EXERCISE GOAL: Render the portion of the material that opens with the line containing "Batch job #47 — class: adult gorilla's nose." and closes with the line containing "0;131;726;446", both included, as a Markdown table with the columns "Row" and "Line", numbering each line in sequence and omitting blank lines.

>> START

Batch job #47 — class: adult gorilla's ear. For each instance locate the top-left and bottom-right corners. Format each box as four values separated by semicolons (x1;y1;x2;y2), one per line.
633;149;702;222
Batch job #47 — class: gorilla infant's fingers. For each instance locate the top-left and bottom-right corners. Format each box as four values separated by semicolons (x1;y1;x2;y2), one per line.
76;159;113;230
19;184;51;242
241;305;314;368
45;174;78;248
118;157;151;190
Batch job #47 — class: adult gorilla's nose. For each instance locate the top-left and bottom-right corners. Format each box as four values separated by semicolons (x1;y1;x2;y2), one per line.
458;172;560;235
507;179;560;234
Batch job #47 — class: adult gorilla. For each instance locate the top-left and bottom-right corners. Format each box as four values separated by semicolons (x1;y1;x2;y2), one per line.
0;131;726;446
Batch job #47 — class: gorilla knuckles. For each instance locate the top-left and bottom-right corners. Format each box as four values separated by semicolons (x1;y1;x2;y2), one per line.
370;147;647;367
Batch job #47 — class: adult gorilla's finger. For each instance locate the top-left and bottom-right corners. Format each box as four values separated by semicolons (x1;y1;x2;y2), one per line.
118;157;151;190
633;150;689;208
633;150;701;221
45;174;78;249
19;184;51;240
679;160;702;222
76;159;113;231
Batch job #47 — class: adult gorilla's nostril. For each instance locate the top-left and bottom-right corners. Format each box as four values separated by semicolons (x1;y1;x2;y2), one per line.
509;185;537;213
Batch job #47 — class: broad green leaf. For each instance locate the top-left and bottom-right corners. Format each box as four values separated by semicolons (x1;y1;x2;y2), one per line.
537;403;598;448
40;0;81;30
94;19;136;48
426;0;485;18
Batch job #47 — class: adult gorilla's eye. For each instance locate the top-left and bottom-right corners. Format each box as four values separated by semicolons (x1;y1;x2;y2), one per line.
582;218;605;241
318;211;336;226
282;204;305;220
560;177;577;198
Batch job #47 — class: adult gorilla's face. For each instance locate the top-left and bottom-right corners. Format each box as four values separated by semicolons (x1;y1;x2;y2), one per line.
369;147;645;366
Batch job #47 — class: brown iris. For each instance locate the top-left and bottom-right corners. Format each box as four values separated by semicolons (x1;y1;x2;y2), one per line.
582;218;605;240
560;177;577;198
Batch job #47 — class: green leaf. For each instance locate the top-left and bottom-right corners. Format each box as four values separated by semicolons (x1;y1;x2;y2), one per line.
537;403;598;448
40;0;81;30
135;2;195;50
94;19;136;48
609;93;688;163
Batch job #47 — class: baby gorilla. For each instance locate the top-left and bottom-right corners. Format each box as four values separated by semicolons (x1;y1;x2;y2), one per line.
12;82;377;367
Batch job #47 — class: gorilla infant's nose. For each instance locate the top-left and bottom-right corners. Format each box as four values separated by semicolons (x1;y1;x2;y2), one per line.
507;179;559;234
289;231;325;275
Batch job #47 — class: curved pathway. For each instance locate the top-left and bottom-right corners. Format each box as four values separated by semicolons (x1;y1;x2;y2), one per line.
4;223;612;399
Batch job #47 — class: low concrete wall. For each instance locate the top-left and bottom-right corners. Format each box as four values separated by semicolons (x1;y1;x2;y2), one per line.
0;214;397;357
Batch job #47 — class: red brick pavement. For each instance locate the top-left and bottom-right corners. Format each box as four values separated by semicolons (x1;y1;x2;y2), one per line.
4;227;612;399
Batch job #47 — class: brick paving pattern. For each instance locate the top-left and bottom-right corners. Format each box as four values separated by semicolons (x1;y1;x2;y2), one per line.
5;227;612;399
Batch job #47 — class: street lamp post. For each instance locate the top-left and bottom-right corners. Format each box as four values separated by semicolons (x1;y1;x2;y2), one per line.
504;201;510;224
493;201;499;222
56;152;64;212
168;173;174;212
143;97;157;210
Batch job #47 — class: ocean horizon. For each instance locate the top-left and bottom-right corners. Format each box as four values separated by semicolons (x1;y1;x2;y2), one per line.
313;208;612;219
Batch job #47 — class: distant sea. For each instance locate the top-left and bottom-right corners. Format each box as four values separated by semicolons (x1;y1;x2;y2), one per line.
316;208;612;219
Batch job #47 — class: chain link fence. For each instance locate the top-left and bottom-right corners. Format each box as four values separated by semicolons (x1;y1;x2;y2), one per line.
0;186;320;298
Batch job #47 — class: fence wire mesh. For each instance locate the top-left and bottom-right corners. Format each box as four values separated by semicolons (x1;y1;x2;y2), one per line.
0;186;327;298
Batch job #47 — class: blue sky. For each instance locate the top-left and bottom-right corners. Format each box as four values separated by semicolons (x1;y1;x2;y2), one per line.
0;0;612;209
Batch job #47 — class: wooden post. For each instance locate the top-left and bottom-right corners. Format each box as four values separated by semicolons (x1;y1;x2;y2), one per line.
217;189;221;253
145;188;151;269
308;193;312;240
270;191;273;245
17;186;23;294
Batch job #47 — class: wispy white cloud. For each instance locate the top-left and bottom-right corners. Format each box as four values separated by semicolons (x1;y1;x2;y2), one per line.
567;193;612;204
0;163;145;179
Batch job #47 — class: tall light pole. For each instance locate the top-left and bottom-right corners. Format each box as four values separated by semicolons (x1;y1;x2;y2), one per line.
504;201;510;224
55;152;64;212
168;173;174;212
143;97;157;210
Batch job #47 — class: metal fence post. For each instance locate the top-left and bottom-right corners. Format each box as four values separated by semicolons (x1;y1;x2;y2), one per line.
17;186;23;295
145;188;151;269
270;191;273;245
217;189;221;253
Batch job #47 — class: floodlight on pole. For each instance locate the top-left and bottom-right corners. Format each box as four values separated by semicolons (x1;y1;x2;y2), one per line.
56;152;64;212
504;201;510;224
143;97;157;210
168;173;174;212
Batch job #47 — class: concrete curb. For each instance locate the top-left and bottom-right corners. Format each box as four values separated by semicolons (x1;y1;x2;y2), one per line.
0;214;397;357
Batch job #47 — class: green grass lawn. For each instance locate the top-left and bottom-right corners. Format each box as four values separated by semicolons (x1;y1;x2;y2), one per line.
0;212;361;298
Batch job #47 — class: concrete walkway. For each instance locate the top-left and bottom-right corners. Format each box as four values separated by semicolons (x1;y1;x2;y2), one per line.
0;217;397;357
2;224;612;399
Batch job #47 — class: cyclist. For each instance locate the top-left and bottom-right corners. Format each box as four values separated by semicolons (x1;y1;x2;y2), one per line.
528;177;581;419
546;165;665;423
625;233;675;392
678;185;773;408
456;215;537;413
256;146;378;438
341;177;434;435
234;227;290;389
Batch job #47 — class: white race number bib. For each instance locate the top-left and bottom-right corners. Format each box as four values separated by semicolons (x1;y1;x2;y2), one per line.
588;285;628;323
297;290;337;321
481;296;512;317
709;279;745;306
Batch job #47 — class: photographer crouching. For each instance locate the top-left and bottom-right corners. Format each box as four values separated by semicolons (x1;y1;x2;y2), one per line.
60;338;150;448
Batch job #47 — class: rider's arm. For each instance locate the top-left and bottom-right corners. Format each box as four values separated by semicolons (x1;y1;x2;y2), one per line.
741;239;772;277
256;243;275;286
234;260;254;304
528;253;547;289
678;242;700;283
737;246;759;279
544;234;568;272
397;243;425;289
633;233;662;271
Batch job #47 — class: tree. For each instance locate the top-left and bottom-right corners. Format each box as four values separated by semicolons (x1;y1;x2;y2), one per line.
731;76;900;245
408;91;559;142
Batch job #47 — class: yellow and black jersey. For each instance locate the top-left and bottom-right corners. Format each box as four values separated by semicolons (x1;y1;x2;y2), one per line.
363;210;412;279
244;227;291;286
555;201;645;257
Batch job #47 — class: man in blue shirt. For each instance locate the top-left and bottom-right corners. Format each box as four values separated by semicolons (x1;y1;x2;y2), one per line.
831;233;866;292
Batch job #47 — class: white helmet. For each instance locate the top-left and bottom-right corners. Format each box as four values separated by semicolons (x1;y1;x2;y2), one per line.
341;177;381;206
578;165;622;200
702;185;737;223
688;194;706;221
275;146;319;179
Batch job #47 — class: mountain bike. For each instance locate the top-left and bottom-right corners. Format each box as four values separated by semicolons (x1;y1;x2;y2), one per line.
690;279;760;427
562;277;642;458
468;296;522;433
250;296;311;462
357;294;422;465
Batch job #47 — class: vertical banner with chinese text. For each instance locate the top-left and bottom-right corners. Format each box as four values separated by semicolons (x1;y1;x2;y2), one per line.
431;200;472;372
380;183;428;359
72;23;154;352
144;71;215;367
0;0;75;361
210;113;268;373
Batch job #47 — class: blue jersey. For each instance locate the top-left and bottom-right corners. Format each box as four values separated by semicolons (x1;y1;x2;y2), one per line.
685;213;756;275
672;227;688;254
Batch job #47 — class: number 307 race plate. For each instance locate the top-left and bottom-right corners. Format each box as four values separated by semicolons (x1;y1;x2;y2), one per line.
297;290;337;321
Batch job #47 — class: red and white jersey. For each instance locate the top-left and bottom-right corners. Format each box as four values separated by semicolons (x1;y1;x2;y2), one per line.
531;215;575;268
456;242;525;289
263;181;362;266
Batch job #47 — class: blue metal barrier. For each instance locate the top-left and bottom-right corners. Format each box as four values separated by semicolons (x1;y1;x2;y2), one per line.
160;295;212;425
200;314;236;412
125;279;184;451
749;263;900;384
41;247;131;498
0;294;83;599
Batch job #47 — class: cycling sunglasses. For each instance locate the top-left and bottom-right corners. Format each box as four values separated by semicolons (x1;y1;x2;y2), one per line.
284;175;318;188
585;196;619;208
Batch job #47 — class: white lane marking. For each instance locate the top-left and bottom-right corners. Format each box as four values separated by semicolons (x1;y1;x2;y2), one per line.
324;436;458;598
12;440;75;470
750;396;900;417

>> END
>> START

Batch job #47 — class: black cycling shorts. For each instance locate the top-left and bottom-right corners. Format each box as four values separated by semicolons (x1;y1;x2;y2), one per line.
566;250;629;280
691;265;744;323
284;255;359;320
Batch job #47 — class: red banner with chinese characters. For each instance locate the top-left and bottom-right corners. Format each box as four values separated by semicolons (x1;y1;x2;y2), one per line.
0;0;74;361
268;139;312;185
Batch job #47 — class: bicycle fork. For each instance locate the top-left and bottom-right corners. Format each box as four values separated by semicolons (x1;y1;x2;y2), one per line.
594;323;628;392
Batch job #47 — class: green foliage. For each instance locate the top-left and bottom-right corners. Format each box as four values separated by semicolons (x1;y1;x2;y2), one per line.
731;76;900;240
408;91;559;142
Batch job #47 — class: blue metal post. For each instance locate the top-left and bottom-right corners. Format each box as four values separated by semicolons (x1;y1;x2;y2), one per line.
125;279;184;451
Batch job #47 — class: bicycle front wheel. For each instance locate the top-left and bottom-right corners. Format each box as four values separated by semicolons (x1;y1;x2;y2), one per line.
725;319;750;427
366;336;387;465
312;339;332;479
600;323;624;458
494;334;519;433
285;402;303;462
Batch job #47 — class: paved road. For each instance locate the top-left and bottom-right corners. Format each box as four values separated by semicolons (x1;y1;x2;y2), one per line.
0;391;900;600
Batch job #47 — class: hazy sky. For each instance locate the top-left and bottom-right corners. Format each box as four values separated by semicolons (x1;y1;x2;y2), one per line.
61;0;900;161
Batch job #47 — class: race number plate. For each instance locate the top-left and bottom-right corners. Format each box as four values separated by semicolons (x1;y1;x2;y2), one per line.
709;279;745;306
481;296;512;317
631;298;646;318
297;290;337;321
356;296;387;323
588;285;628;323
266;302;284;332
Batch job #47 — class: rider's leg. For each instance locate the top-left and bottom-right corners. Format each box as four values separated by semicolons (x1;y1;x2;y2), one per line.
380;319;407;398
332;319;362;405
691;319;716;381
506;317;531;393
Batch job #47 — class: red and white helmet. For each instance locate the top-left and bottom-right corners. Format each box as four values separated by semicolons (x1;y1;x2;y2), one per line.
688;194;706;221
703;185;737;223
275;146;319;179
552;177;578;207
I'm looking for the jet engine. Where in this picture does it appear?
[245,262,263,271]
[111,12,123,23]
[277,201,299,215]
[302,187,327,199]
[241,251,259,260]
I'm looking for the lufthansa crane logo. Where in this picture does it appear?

>> END

EXERCISE SOLUTION:
| Row | Line |
|---|---|
| 1 | Batch job #47 — class: adult gorilla's nose. For each instance locate the top-left and bottom-right corners. Format each box as four values separated by semicolons (x1;y1;x2;y2), one per line. |
| 2 | 458;172;560;235 |
| 3 | 507;179;560;234 |
| 4 | Batch job #47 — class: adult gorilla. For each instance locate the top-left and bottom-right corners. Format each box as four values separated by semicolons (x1;y1;x2;y2), one per line. |
| 5 | 0;131;726;446 |